Select each line in the data below that contains the word "ceiling" and copy those lines out.

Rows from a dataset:
========================================================================

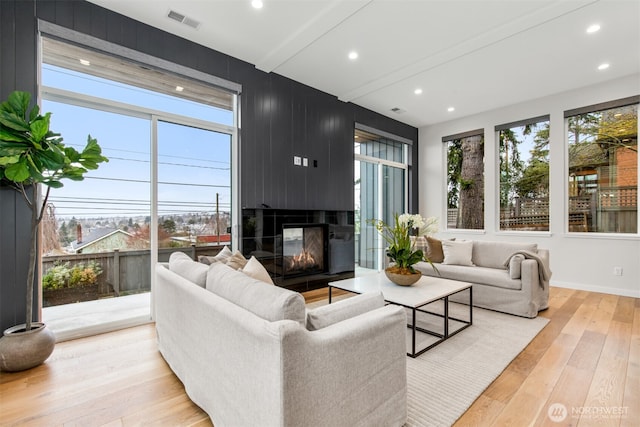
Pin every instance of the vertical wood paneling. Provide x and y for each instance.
(17, 72)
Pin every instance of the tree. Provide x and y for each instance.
(31, 156)
(534, 182)
(454, 168)
(510, 164)
(471, 208)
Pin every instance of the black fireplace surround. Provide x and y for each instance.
(299, 247)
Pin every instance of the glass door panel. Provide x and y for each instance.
(194, 189)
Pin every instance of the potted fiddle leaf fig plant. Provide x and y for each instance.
(33, 160)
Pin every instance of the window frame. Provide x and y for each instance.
(506, 126)
(603, 106)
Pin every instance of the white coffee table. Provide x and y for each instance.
(428, 290)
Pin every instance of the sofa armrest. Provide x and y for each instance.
(350, 373)
(330, 314)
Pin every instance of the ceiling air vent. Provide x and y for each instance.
(183, 19)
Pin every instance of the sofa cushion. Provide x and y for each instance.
(457, 252)
(515, 266)
(181, 264)
(266, 301)
(327, 315)
(256, 270)
(478, 275)
(494, 254)
(236, 261)
(223, 255)
(434, 250)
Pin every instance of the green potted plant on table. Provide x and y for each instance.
(401, 249)
(31, 156)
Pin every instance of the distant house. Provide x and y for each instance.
(211, 239)
(101, 240)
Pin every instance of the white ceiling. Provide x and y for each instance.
(474, 55)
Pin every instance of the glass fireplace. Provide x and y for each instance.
(304, 249)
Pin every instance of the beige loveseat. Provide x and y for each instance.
(250, 354)
(509, 277)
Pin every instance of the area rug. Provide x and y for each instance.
(443, 382)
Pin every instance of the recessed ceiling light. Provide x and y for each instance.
(593, 28)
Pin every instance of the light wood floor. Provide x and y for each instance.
(587, 358)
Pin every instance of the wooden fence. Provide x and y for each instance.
(125, 272)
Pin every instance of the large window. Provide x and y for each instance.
(168, 183)
(380, 189)
(524, 175)
(465, 180)
(603, 167)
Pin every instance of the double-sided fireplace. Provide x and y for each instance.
(300, 247)
(304, 249)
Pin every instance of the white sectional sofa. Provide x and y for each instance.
(250, 354)
(509, 277)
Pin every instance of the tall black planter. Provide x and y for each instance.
(14, 253)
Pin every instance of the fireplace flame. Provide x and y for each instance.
(302, 261)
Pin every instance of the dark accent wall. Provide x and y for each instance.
(280, 117)
(18, 71)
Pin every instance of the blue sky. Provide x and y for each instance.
(196, 162)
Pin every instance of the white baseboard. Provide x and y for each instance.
(601, 289)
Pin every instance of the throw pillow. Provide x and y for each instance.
(269, 302)
(236, 261)
(327, 315)
(457, 252)
(181, 264)
(255, 269)
(434, 250)
(515, 266)
(223, 255)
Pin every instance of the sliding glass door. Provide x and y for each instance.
(380, 192)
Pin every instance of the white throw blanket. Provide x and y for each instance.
(544, 272)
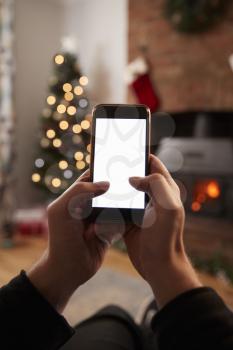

========================================================================

### Exercise output:
Pin every instance of the ceiling air vent. Provide x and y for each instance.
Pin every instance of the white ceiling. Provide x and y for each instance.
Pin every instance of the recessed ceiling light. Provide x and y for each instance.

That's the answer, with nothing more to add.